→ PROVIDED RECORDS

-*-

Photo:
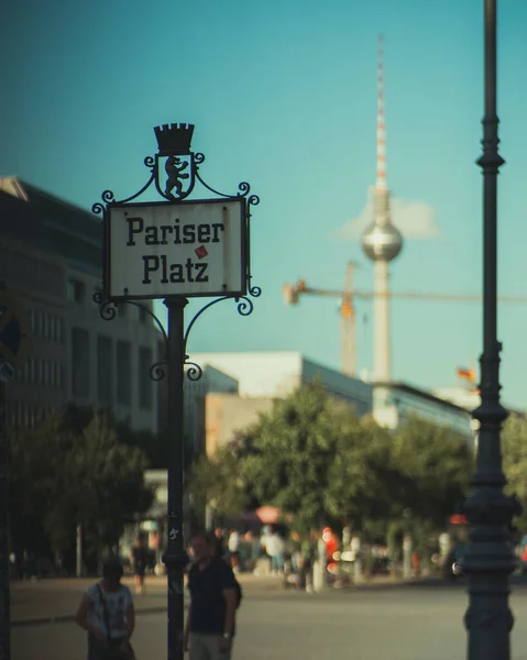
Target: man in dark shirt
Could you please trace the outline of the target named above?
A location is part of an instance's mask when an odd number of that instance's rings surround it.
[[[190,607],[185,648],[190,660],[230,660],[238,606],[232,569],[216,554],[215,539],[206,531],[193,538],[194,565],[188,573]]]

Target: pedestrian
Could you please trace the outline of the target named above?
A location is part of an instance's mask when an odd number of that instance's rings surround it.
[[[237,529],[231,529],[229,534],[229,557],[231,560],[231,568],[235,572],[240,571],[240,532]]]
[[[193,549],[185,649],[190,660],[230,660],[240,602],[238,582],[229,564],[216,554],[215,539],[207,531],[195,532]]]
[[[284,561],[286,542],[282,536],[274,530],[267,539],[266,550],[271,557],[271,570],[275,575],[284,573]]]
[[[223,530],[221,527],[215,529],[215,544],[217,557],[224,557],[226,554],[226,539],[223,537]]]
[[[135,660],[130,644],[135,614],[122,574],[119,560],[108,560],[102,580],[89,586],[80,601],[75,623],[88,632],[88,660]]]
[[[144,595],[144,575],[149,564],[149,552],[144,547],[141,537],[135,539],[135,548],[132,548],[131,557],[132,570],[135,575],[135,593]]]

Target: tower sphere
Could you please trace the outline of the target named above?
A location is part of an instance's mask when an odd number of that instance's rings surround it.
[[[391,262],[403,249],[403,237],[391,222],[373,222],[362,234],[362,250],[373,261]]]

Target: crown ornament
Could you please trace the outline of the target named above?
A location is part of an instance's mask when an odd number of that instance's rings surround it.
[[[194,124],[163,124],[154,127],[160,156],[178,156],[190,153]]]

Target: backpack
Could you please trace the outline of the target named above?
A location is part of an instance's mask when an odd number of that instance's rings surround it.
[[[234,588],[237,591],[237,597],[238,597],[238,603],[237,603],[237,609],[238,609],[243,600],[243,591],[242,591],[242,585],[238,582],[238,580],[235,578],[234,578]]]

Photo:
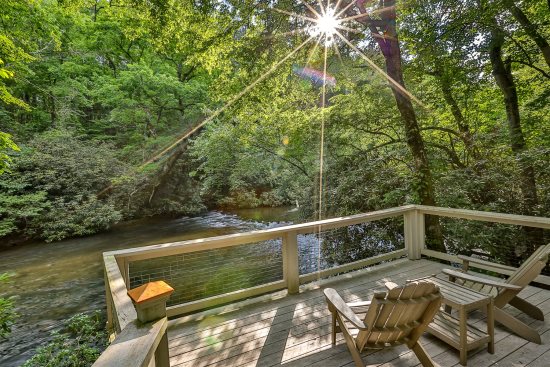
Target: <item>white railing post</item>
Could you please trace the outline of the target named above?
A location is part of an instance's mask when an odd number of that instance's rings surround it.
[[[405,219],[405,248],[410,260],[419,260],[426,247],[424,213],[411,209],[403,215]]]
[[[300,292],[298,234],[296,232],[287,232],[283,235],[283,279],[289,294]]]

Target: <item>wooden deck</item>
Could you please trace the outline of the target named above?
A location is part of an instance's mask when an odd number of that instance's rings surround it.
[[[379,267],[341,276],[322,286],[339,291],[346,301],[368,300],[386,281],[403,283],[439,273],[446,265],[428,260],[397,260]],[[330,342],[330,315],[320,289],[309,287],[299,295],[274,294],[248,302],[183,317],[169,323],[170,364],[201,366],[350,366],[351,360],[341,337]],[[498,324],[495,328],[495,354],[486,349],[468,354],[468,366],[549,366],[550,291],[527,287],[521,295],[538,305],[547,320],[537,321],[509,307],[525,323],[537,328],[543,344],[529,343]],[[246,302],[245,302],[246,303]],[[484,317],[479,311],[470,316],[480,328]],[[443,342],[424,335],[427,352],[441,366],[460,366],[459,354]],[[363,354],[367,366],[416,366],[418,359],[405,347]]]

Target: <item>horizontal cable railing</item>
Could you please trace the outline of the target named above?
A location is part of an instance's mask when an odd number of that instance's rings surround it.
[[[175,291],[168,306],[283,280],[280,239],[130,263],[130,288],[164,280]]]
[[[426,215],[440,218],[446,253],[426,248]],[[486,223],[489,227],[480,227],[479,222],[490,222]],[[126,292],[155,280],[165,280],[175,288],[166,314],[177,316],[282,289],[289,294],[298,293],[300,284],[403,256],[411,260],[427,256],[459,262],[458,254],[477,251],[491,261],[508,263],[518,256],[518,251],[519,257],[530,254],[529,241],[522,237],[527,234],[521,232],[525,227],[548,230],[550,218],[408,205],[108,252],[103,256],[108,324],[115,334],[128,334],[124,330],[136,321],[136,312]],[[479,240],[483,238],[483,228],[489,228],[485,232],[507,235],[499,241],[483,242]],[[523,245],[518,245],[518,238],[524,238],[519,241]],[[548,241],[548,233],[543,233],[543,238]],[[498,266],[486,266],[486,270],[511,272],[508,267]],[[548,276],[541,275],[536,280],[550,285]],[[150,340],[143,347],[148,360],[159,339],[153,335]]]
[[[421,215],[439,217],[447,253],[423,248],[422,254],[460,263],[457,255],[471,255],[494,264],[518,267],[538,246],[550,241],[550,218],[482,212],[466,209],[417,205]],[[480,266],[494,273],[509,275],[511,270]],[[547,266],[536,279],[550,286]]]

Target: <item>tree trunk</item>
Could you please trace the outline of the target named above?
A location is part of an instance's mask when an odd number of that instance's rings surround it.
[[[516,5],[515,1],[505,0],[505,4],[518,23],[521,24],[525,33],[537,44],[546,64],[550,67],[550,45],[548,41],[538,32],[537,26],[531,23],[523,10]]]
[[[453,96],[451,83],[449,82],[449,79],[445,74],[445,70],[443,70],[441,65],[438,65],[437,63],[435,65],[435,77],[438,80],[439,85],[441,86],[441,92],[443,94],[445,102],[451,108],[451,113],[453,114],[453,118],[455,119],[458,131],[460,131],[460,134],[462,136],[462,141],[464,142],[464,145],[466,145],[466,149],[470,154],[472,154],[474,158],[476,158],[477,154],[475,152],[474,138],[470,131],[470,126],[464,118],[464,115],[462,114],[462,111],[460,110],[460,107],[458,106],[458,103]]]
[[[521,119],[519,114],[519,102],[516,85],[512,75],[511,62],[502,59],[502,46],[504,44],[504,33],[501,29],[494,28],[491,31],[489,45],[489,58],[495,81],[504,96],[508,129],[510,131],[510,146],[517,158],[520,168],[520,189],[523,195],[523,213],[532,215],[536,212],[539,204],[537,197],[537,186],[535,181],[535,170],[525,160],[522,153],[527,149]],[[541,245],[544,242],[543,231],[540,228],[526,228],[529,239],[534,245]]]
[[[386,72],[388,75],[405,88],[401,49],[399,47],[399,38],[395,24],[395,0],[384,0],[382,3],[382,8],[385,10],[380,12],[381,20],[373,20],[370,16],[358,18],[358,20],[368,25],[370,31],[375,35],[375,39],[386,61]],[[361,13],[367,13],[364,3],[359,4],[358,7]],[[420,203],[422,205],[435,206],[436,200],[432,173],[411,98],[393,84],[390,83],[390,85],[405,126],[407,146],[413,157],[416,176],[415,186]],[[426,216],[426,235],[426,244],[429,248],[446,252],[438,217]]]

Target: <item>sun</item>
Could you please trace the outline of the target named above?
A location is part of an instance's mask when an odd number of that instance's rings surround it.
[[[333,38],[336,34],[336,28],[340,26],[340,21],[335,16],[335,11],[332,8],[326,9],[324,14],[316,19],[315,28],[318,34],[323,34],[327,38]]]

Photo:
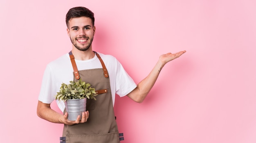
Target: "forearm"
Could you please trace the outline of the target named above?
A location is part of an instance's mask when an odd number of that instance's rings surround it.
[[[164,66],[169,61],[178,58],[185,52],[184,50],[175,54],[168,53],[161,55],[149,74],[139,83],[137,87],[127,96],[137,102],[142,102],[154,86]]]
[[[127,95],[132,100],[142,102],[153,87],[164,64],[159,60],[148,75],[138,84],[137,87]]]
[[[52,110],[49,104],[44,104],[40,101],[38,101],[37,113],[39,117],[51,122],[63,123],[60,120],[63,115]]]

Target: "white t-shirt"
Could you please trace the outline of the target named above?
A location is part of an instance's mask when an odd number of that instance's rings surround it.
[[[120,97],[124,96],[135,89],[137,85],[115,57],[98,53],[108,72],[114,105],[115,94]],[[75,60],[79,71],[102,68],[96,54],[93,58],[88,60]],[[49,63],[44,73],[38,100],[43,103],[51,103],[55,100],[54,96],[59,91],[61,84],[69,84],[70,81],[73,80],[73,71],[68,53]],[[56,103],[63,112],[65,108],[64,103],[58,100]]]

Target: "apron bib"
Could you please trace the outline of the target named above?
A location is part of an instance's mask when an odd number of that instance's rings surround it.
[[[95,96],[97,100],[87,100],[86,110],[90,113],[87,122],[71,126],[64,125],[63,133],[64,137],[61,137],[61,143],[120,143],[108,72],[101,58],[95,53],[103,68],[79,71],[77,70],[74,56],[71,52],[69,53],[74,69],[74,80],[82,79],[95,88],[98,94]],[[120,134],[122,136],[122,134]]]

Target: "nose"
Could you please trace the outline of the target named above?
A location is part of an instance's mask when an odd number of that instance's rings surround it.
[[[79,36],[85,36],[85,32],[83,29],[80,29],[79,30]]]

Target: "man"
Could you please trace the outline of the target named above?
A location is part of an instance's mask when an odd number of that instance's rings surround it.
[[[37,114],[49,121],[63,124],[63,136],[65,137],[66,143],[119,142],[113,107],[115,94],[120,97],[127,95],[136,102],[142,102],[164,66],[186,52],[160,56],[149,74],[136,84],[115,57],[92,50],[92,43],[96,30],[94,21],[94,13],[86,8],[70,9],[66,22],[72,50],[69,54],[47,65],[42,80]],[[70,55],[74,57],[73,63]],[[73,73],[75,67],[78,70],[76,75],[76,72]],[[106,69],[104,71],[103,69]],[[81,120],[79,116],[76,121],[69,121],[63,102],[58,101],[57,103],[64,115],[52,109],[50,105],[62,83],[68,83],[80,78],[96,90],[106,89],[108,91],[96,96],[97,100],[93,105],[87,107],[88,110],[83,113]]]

-*-

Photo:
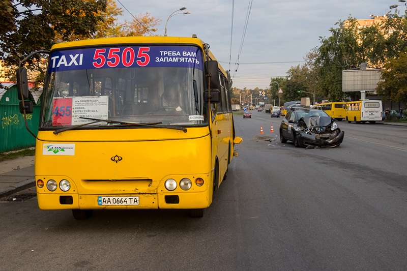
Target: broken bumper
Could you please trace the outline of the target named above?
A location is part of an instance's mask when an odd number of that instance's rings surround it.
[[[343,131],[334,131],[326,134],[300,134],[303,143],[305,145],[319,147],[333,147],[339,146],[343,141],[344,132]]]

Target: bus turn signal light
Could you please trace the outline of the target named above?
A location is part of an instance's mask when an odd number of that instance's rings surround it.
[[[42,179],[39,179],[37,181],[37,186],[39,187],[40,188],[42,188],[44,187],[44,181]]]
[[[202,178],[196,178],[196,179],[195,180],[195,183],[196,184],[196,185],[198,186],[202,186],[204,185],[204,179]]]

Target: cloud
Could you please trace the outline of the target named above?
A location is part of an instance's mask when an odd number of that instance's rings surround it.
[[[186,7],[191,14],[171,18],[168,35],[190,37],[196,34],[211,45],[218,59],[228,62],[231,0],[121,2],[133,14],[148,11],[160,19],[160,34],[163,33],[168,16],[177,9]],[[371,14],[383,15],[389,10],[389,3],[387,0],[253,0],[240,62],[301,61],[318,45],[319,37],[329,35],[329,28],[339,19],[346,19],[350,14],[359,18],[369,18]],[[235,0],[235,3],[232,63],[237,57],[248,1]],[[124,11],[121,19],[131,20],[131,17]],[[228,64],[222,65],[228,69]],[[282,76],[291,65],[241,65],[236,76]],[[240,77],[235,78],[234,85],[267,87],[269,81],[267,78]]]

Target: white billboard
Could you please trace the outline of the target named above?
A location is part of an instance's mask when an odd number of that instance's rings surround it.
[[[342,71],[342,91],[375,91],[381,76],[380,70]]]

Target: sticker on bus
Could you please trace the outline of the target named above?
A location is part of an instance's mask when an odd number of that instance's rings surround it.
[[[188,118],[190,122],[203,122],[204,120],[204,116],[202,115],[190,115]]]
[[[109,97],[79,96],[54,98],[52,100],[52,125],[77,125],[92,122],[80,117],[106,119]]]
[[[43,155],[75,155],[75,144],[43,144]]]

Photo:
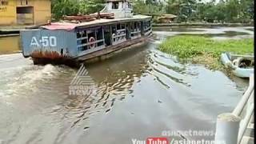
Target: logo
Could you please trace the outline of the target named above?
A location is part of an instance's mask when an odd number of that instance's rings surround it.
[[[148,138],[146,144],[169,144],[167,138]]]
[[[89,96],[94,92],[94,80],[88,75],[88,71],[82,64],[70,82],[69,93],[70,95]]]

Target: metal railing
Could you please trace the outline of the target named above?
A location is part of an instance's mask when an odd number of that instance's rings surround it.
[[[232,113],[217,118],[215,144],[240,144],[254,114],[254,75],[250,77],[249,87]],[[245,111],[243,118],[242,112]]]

-*-

→ TASK OBJECTIVE
Please rewrite every line of the records from the line containing "Target: cloud" down to the line containing "[[[43,155],[75,155],[75,144],[43,144]]]", both included. Offset each coordinate value in the answers by adding 115, and copy all other lines unchanged.

→ RESULT OF THIS EXERCISE
Target: cloud
Could you please trace the outline of the target named above?
A location is part of an instance's mask when an odd number of that instance's rings surround it.
[[[301,122],[306,129],[286,133],[283,150],[305,152],[311,149],[326,160],[333,174],[343,177],[346,115],[236,117],[248,129],[263,126],[275,134],[275,149],[278,148],[283,131],[292,124]],[[486,129],[498,130],[504,125],[504,118],[502,115],[368,115],[355,177],[416,176],[433,160],[434,152],[444,150],[444,143],[454,134],[461,134],[465,129],[474,133],[484,133]],[[350,115],[350,118],[347,178],[352,172],[363,116]],[[239,126],[236,134],[246,135],[246,132]],[[343,179],[337,180],[343,184]],[[397,191],[406,180],[356,180],[351,191]],[[355,192],[350,193],[349,200],[382,202],[384,196],[382,193]]]

Target: white billboard
Could you please trace the outline of the target named above?
A location is part of an instance's mask when an odd number of that instance's rings surround it.
[[[457,186],[457,206],[490,206],[496,191],[495,185]]]

Target: sticker on bus
Could you please trace the outline of the target named above?
A location is part of an instance's mask when an odd number of that instance's rings surround it.
[[[303,233],[305,237],[318,237],[319,235],[319,231],[317,230],[305,230]]]
[[[224,212],[194,211],[169,213],[167,215],[167,240],[192,240],[207,237],[195,232],[221,234]]]
[[[158,270],[190,270],[190,259],[158,259]]]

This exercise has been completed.